La pandemia de COVID 19 está siendo demoledora para esta imagen; ha acabado con la inercia que se había sostenido a través de la propaganda burguesa, lanzando a la sociedad a lo que realmente vivimos, el viejo estado burgués, la “maquinaria burocrática militar” de Marx y Engels: la respuesta de los Estados a la pandemia pone al descubierto su carácter de instrumento de opresión y explotación.
Ya la crisis de 2007-2008 lo había anunciado, cuando la caída del sistema financiero mundial fue seguida de una inversión billonaria de los Estados para su rescate; pero la salud de la población no estaba en riesgo, “sólo” sus condiciones de vida. Pero hoy lo que está en riesgo es la vida misma de la población; y ante esto los Estados sólo se preocupan de que la “economía no caiga”.
Como a cualquiera que tenga dos dedos de frente no le cuadran las cuentas, puesto que el que no “caiga la economía” entra en abierta contradicción con la salud pública, los Estados tienen que poner de manifiesto lo que son, “máquinas burocrático militares” para garantizar la dominación de clase: unos a las claras, como los mencionados Trump o Bolsonaro, otros con la demagógica de “esto lo vencemos unidos”, como los europeos; pero todos deslizándose por el camino del recorte de libertades y el fortalecimiento de los rasgos bonapartistas y autoritarios de los regímenes.

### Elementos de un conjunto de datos
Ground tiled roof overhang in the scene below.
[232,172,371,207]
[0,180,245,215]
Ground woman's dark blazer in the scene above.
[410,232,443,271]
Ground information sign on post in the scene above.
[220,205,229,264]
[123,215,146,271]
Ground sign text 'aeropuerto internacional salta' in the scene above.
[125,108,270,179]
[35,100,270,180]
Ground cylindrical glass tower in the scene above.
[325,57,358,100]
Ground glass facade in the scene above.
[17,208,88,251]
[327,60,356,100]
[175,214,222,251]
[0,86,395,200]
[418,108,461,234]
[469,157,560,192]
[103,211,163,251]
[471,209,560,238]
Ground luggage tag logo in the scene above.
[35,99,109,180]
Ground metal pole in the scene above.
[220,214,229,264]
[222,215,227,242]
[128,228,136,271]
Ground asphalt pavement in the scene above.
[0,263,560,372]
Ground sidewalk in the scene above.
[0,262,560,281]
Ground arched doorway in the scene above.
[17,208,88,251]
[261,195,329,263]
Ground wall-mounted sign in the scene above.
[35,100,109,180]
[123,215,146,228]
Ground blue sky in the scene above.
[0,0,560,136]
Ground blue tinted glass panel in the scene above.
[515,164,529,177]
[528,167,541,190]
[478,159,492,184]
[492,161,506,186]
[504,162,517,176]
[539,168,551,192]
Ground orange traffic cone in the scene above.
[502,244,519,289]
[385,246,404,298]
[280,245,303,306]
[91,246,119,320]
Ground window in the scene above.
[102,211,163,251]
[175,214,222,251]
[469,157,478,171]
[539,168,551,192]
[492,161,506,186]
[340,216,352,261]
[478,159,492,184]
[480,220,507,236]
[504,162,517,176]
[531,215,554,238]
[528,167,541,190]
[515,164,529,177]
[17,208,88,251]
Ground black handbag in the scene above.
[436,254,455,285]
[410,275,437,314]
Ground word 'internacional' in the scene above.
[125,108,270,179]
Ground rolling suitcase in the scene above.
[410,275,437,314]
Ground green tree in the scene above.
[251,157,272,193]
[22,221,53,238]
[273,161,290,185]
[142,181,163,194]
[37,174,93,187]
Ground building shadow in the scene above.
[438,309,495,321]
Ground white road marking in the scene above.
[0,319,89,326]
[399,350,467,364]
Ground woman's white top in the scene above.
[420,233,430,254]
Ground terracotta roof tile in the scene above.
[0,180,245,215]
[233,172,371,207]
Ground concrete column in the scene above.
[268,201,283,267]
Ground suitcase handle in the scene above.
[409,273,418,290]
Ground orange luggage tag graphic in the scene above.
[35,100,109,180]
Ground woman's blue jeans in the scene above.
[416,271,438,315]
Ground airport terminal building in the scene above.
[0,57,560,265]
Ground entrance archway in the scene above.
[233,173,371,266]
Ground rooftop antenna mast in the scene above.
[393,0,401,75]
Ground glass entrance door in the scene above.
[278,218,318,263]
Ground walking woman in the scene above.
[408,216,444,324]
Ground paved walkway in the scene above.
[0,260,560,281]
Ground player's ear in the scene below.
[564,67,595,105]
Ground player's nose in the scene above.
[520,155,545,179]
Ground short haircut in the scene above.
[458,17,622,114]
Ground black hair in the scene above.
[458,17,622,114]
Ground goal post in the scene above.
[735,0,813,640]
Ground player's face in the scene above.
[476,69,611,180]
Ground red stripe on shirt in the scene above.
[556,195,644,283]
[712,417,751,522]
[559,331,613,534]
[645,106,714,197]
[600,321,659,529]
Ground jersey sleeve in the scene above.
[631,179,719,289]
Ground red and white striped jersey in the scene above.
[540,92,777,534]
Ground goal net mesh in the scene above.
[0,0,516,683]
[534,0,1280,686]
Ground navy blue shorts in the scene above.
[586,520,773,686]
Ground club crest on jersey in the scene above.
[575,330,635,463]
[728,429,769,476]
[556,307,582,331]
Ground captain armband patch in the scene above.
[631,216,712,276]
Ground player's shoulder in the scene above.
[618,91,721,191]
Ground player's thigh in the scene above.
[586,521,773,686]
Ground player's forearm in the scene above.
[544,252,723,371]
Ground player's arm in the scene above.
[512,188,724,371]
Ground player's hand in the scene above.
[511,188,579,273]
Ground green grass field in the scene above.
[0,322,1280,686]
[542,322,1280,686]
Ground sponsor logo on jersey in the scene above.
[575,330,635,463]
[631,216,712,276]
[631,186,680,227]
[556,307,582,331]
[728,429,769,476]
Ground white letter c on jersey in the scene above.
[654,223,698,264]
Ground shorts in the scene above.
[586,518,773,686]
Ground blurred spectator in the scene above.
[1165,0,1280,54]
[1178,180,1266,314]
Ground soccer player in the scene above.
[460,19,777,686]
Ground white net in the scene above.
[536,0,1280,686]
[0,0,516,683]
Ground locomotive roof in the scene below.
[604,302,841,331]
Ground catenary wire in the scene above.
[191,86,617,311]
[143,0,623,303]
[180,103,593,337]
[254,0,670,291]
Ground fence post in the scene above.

### TRABAJO REQUERIDO
Edita, por favor, el texto sobre la pandemia desde "Como a cualquiera" hasta "de los regímenes.", incluido este último, y escribe ese tramo de nuevo con "derechos" en lugar de "libertades".

### RESULTADO
Como a cualquiera que tenga dos dedos de frente no le cuadran las cuentas, puesto que el que no “caiga la economía” entra en abierta contradicción con la salud pública, los Estados tienen que poner de manifiesto lo que son, “máquinas burocrático militares” para garantizar la dominación de clase: unos a las claras, como los mencionados Trump o Bolsonaro, otros con la demagógica de “esto lo vencemos unidos”, como los europeos; pero todos deslizándose por el camino del recorte de derechos y el fortalecimiento de los rasgos bonapartistas y autoritarios de los regímenes.